===== データセット =====

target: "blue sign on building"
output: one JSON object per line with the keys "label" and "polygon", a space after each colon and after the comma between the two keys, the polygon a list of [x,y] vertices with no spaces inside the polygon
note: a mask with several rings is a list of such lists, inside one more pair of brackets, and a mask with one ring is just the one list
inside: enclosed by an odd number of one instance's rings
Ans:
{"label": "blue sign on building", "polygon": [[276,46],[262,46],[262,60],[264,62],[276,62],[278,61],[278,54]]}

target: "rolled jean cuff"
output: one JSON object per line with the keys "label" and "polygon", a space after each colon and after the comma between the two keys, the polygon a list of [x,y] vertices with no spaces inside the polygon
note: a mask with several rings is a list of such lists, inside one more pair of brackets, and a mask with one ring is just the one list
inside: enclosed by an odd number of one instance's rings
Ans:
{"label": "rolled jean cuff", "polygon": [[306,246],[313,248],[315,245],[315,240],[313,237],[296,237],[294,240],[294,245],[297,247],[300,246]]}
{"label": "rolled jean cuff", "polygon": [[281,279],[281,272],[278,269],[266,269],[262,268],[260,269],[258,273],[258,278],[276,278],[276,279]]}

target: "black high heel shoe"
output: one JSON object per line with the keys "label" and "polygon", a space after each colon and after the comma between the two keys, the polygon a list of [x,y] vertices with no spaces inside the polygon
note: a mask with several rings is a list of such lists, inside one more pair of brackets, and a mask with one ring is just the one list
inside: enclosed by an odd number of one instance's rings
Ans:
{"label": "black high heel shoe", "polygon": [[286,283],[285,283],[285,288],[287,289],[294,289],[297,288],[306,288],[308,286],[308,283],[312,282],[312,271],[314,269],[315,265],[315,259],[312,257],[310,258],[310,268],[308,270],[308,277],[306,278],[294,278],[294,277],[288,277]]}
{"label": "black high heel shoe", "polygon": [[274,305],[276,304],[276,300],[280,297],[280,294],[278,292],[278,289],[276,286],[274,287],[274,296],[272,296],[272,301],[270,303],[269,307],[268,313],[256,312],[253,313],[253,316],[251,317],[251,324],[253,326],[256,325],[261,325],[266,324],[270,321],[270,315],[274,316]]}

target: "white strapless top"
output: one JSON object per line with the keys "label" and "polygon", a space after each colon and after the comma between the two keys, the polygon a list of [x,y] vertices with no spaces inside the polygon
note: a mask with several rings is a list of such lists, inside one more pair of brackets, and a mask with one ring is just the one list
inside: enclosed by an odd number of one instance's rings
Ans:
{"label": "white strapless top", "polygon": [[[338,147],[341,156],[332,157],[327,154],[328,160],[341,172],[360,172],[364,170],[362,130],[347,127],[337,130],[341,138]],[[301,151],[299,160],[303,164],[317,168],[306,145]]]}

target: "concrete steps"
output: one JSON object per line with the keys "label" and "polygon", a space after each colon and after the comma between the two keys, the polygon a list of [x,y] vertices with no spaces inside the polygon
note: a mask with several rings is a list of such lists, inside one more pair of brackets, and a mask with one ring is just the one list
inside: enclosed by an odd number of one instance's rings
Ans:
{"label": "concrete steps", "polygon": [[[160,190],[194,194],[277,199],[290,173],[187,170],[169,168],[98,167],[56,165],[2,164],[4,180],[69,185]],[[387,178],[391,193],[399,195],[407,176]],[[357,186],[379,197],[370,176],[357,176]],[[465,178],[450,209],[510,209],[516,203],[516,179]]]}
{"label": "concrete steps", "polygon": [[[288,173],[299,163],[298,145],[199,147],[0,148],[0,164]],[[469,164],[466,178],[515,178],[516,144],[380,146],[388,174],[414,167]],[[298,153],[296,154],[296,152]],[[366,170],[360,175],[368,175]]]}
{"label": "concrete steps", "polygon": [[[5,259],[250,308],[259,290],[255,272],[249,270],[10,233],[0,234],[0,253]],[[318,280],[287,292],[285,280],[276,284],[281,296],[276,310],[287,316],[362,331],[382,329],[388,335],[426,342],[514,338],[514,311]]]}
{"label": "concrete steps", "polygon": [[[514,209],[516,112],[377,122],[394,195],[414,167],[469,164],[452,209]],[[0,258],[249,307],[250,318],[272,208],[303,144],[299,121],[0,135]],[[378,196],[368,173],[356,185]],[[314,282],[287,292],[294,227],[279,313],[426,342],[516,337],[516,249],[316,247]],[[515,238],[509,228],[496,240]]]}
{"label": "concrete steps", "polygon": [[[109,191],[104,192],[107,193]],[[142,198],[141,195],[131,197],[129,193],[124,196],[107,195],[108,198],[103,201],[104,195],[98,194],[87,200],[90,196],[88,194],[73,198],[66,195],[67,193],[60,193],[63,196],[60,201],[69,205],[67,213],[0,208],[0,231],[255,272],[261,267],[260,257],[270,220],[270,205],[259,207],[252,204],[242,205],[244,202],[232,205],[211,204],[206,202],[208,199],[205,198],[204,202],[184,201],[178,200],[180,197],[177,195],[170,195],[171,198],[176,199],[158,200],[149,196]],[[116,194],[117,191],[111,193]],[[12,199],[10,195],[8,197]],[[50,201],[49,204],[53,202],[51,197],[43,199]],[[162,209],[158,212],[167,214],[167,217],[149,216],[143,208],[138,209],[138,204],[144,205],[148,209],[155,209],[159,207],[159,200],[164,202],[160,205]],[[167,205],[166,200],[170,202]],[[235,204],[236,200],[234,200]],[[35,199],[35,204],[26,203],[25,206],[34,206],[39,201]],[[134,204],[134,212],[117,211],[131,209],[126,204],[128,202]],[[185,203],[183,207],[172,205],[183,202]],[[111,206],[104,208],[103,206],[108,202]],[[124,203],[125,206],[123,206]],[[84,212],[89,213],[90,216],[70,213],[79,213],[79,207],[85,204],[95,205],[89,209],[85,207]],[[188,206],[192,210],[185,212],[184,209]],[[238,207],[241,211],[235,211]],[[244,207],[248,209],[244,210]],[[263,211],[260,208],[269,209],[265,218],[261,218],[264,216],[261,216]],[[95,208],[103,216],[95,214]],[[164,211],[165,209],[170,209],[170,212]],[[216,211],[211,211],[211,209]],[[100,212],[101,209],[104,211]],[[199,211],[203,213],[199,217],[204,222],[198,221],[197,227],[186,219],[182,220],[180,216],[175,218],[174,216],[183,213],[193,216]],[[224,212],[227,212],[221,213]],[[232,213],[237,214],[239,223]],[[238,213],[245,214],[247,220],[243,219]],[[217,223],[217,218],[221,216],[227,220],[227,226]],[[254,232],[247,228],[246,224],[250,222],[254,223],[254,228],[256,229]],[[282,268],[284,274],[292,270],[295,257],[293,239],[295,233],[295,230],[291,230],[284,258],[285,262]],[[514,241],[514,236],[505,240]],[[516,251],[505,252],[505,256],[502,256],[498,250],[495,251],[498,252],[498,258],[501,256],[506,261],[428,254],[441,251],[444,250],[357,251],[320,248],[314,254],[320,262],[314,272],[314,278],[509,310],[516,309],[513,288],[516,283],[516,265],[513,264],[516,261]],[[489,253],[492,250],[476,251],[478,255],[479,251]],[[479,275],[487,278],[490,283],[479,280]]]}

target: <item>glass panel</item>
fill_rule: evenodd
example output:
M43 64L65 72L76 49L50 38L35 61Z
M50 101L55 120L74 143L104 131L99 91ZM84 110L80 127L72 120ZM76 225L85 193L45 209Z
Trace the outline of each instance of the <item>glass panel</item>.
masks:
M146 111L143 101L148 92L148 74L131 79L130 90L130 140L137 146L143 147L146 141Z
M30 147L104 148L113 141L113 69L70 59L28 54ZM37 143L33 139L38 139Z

=====

作業内容
上にある行をすべて、一字も変えずに書き写してください。

解答
target: "blue sign on building"
output: one JSON object per line with the keys "label" and "polygon", a space after each colon and after the comma between the two keys, the polygon a list of [x,y] vertices with no spaces inside the polygon
note: a mask with several rings is a list of such lists, inside one more pair of brackets, and a mask with one ring is just the one list
inside: enclosed by an odd number of one instance's rings
Ans:
{"label": "blue sign on building", "polygon": [[276,46],[262,46],[262,60],[264,62],[276,62],[278,61],[278,54]]}

target: "rolled jean cuff"
output: one JSON object per line with the keys "label" and "polygon", a space after each colon and after the comma between the two keys, the polygon a list of [x,y] vertices with no spaces inside the polygon
note: a mask with several rings is a list of such lists, inside one more pair of brackets, and a mask with one ring is just the one list
inside: enclosed by an odd number of one instance's rings
Ans:
{"label": "rolled jean cuff", "polygon": [[306,246],[313,248],[315,245],[315,240],[313,237],[296,237],[294,240],[294,245],[297,247],[300,246]]}
{"label": "rolled jean cuff", "polygon": [[281,279],[281,272],[278,269],[266,269],[262,268],[260,269],[258,273],[258,278],[276,278],[276,279]]}

target: "black high heel shoe"
output: one JSON object per line with the keys "label" and "polygon", a space after each colon and after the comma between the two keys, the polygon a list of [x,y] vertices with no spaces inside the polygon
note: a mask with several rings is a list of such lists, inside one more pair of brackets, and a mask with one ring is just the one list
inside: enclosed by an odd number of one instance's rings
Ans:
{"label": "black high heel shoe", "polygon": [[286,283],[285,283],[285,288],[287,289],[294,289],[297,288],[306,288],[308,286],[308,283],[312,282],[312,271],[314,269],[315,265],[315,259],[312,257],[310,258],[310,268],[308,270],[308,277],[306,278],[294,278],[294,277],[288,277]]}
{"label": "black high heel shoe", "polygon": [[274,305],[276,304],[276,300],[280,297],[280,294],[278,292],[278,289],[276,286],[274,287],[274,296],[272,296],[272,301],[270,303],[269,307],[268,313],[256,312],[253,313],[253,316],[251,317],[251,324],[253,326],[256,325],[261,325],[266,324],[270,321],[270,315],[274,316]]}

target: "white strapless top"
output: one JSON object per line with the keys "label" and "polygon", a space after each colon and after the comma between the two keys, the polygon a list of [x,y] vertices with no spaces inside the polygon
note: a mask with several rings is a list of such lists, inside one more pair of brackets, and a mask with one ring is just the one list
inside: enclosed by an odd number of one instance's rings
Ans:
{"label": "white strapless top", "polygon": [[[338,147],[341,156],[332,157],[327,154],[328,160],[341,172],[360,172],[364,170],[362,130],[347,127],[337,130],[341,138]],[[301,151],[299,160],[303,164],[317,168],[306,145]]]}

target: "concrete steps"
output: one JSON object per line with the keys "label" and "polygon", a space after each colon and after the comma between the two keys, the polygon a list of [x,y] vertices with no spaces inside the polygon
note: a mask with several rings is a list of such lists, inside one more pair of brackets, and a mask with one ring is just the one list
inside: enclosed by an odd number of one instance's rings
Ans:
{"label": "concrete steps", "polygon": [[[160,190],[194,194],[277,199],[290,173],[187,170],[169,168],[98,167],[56,165],[2,164],[4,180],[69,185]],[[387,178],[391,193],[399,195],[407,176]],[[357,186],[379,197],[370,176],[357,176]],[[465,178],[450,209],[510,209],[516,203],[516,179]]]}
{"label": "concrete steps", "polygon": [[[288,173],[299,163],[298,145],[199,147],[0,148],[0,164]],[[469,164],[466,178],[515,178],[516,144],[380,146],[388,174],[414,167]],[[298,153],[296,154],[296,152]],[[366,170],[360,175],[368,175]]]}
{"label": "concrete steps", "polygon": [[[5,259],[250,308],[259,290],[255,272],[249,270],[10,233],[0,234],[0,253]],[[318,280],[287,292],[285,280],[276,284],[281,296],[276,310],[287,316],[362,331],[382,329],[388,335],[426,342],[514,338],[514,311]]]}
{"label": "concrete steps", "polygon": [[[514,209],[516,112],[377,122],[394,195],[414,167],[469,164],[452,209]],[[0,258],[249,307],[250,318],[272,208],[303,144],[299,121],[0,135]],[[378,196],[368,173],[356,185]],[[314,282],[287,292],[294,227],[279,313],[426,342],[516,337],[516,249],[316,247]],[[515,238],[509,228],[496,240]]]}
{"label": "concrete steps", "polygon": [[[109,191],[104,192],[107,193]],[[142,198],[141,195],[131,197],[129,193],[124,196],[107,195],[108,198],[103,201],[104,195],[98,194],[87,200],[90,196],[88,194],[73,198],[66,195],[67,193],[60,193],[63,196],[60,201],[69,205],[67,213],[0,208],[0,231],[255,272],[261,267],[260,257],[270,220],[270,205],[259,207],[252,204],[242,205],[244,202],[232,205],[211,204],[206,202],[208,199],[205,198],[204,202],[184,201],[178,200],[180,197],[177,195],[170,195],[171,198],[176,199],[158,200],[149,196]],[[116,194],[117,191],[111,193]],[[12,199],[10,195],[8,197]],[[50,201],[49,204],[53,202],[51,197],[43,199]],[[162,209],[158,212],[167,214],[167,217],[149,216],[143,208],[138,209],[138,204],[144,205],[148,209],[155,209],[159,207],[159,200],[164,202],[160,205]],[[167,205],[166,200],[170,202]],[[235,204],[236,200],[234,200]],[[35,199],[35,204],[26,203],[25,206],[34,206],[39,201]],[[134,204],[134,212],[117,211],[131,209],[126,204],[128,202]],[[185,203],[183,207],[172,205],[183,202]],[[111,206],[104,208],[103,206],[108,202]],[[124,203],[125,206],[123,206]],[[84,212],[89,213],[90,216],[70,213],[79,213],[79,207],[85,204],[95,205],[89,209],[85,207]],[[188,206],[192,210],[185,212],[184,209]],[[238,207],[241,211],[235,211]],[[244,207],[248,209],[244,210]],[[263,211],[260,208],[269,209],[265,218],[261,218],[264,216],[261,216]],[[95,208],[103,216],[95,214]],[[164,211],[165,209],[170,209],[170,212]],[[216,211],[211,211],[211,209]],[[100,212],[101,209],[104,211]],[[199,211],[203,213],[199,217],[204,222],[198,221],[197,227],[186,219],[182,220],[180,216],[175,218],[174,216],[183,213],[193,216]],[[224,212],[227,212],[221,213]],[[232,213],[237,214],[239,223]],[[238,213],[245,214],[247,220],[243,219]],[[217,223],[217,218],[221,216],[227,220],[227,226]],[[254,232],[247,228],[246,224],[250,222],[254,223],[254,228],[256,229]],[[282,268],[284,274],[292,270],[295,257],[293,239],[295,233],[295,230],[291,230],[284,258],[285,262]],[[514,241],[514,236],[505,240]],[[516,251],[505,252],[505,256],[502,256],[498,250],[495,251],[498,252],[498,258],[501,256],[506,261],[428,254],[441,251],[444,250],[357,251],[320,248],[314,254],[320,262],[314,272],[314,278],[509,310],[516,309],[513,288],[516,283],[516,265],[513,264],[516,261]],[[489,253],[492,250],[476,251],[478,255],[479,251]],[[479,275],[487,278],[490,283],[479,280]]]}

target: <item>glass panel</item>
fill_rule: evenodd
example output:
M43 64L65 72L76 49L50 38L35 61Z
M50 101L55 120L74 143L104 131L99 91ZM84 110L80 127L72 120ZM76 225L85 193L45 209Z
Trace the outline of each instance of the <item>glass panel</item>.
masks:
M146 111L143 101L148 92L148 74L131 79L130 90L130 140L137 146L143 147L146 141Z
M30 147L104 148L113 141L113 69L70 59L28 54ZM37 143L33 139L38 139Z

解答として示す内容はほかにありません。